Set exercise:
Update every line of the items below by replacing "identifies" with "locates" and leaving everything else unchanged. Leave out the pictures.
====== Exercise input
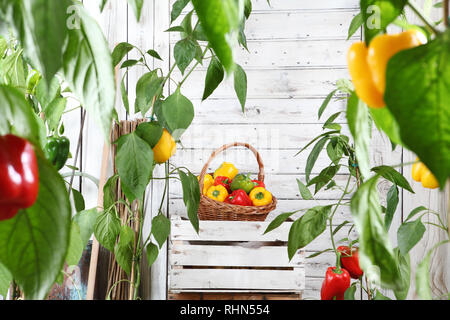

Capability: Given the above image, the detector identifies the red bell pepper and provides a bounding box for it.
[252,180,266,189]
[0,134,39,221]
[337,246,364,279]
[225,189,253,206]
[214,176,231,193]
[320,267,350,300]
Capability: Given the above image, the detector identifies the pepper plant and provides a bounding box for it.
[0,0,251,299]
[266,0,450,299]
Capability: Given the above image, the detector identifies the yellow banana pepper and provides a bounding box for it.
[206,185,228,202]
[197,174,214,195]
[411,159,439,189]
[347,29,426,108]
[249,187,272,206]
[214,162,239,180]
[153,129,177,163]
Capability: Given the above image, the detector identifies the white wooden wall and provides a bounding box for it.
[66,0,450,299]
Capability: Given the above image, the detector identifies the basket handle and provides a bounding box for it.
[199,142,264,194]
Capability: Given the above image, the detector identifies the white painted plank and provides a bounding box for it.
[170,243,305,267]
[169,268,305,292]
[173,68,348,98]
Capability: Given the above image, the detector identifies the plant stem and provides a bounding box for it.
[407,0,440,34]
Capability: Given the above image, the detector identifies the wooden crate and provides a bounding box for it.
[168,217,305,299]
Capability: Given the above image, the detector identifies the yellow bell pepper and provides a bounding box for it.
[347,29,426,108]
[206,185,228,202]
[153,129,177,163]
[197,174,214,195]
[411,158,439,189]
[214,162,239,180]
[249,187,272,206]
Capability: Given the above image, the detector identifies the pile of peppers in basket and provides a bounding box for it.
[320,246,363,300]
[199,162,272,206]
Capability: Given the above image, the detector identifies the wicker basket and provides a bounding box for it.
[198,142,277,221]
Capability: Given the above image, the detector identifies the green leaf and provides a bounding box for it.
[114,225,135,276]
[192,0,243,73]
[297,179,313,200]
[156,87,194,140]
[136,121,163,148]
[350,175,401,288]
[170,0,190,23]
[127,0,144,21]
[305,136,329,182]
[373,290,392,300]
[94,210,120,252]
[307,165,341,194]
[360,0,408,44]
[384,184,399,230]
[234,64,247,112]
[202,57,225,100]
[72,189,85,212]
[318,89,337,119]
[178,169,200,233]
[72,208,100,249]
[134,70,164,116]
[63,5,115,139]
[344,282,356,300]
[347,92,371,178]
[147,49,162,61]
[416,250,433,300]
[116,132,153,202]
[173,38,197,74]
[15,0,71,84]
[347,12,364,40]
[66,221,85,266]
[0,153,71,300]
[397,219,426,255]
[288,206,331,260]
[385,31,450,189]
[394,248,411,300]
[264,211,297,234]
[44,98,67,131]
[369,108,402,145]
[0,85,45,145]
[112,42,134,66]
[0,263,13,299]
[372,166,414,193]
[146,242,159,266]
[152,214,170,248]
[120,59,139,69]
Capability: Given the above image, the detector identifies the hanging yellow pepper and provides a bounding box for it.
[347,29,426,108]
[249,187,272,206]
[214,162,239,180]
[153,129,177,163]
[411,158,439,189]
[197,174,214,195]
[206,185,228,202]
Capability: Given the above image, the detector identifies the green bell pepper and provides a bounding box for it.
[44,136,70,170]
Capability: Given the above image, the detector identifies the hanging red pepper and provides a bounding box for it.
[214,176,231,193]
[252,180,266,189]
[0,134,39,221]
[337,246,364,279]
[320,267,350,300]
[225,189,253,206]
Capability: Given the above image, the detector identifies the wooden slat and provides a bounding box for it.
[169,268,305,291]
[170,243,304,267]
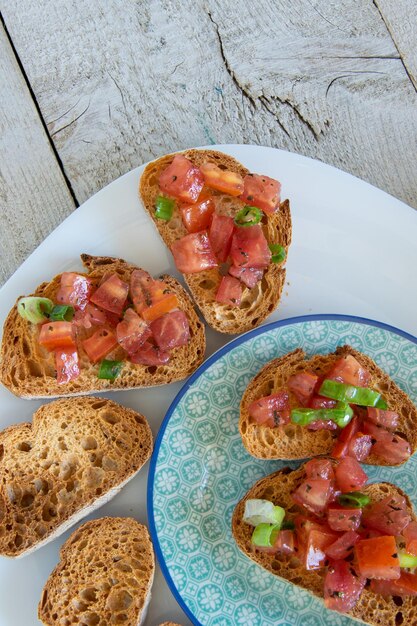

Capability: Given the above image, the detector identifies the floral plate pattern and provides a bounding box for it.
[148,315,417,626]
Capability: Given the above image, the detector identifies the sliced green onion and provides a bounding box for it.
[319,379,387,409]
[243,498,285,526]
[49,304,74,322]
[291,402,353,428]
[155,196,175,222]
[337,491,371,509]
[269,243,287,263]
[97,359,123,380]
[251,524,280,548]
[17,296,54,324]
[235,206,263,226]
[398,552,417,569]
============
Exercise output:
Capability: Given the above image, the detector locates the red bell pepper and provides a bounding box for it.
[252,180,266,189]
[0,134,39,221]
[337,246,364,279]
[225,189,253,206]
[214,176,231,193]
[320,267,350,300]
Capability: Given the above image, the detector locates the pepper plant and provides a bounding box for it.
[0,0,251,299]
[266,0,450,299]
Capability: Given the above image, the detector locates the yellow banana pepper and provides a bounding box for it.
[206,185,228,202]
[197,174,214,195]
[411,159,439,189]
[347,29,426,108]
[249,187,272,206]
[214,162,239,180]
[153,129,177,163]
Capability: Given the above image, the detector locates the white wooden wall and provides a bounding box for it.
[66,0,450,299]
Capability: Given the above image, the detector locates the basket handle and provides a bounding box for it.
[199,142,264,194]
Capability: Given the above image, the detector locates the white painted plank and provides a bounding box for it.
[170,243,305,267]
[169,268,305,292]
[173,68,348,98]
Capability: Given the above image, the detector locates the plant stem and provides a bounding box for it.
[407,0,440,34]
Capability: Given the above image, the detector locates the wooden crate and provides a bounding box for it.
[168,217,305,299]
Capability: Given the above image, the detector locates the yellow bell pepper and provides a bounding box for it.
[347,29,426,108]
[206,185,228,202]
[153,129,177,163]
[197,174,214,195]
[411,158,439,189]
[214,162,239,180]
[249,187,272,206]
Capability: Given the above image, the detector locates the pile of peppers in basket and provides a bounding box for it.
[320,246,363,300]
[199,162,272,206]
Capability: Given the above image, the detector locates the wicker basket and provides a bounding box for it.
[198,142,277,221]
Capability: Given the above image, the detector locates the green leaf and provides a bounding box for it.
[114,225,135,276]
[192,0,243,73]
[297,179,313,200]
[156,87,194,140]
[136,121,163,148]
[350,175,401,288]
[170,0,190,23]
[127,0,144,21]
[305,136,329,182]
[373,290,392,300]
[94,210,120,252]
[307,165,341,194]
[360,0,408,44]
[384,184,399,230]
[234,64,247,112]
[202,57,225,100]
[72,189,85,212]
[318,89,337,119]
[178,169,200,233]
[72,208,100,249]
[134,70,164,116]
[63,5,115,139]
[344,282,356,300]
[347,92,371,178]
[147,49,162,61]
[416,250,433,300]
[116,132,153,202]
[173,38,197,74]
[15,0,71,84]
[347,12,364,40]
[66,221,85,266]
[0,153,71,300]
[397,219,426,255]
[288,206,331,260]
[385,31,450,189]
[394,248,411,300]
[264,211,297,234]
[44,98,67,131]
[369,108,402,145]
[0,85,45,145]
[112,42,134,66]
[0,263,13,299]
[372,166,414,193]
[146,242,159,266]
[152,214,170,248]
[120,59,139,69]
Capability: Given the above image, the detector locates the hanging yellow pepper and provides a bounding box for it.
[347,29,426,108]
[249,187,272,206]
[214,162,239,180]
[153,129,177,163]
[411,158,439,189]
[197,174,214,195]
[206,185,228,202]
Capability: Given the above image, the detector locates the green bell pepper and provides a bounding box for it.
[44,136,70,170]
Capability: Given the above image, the detector locates the hanging red pepper and provides a bounding box for it.
[214,176,231,193]
[252,180,266,189]
[0,134,39,221]
[337,246,364,279]
[320,267,350,300]
[225,189,253,206]
Capability: Given the above image, the detector locates the wooden slat and provides a bounding box for it.
[169,268,305,291]
[170,243,304,267]

Capability: Given the above image, the detector locates the floral plate pattern and provides a bounding box for it.
[148,315,417,626]
Capability: Given the above image, the detector locates the sliced green onion and provides a bounding box for it.
[319,379,387,409]
[243,498,285,526]
[49,304,74,322]
[291,402,353,428]
[155,196,175,222]
[337,491,371,509]
[269,243,287,263]
[97,359,123,380]
[251,524,280,548]
[17,296,54,324]
[235,206,263,226]
[398,552,417,569]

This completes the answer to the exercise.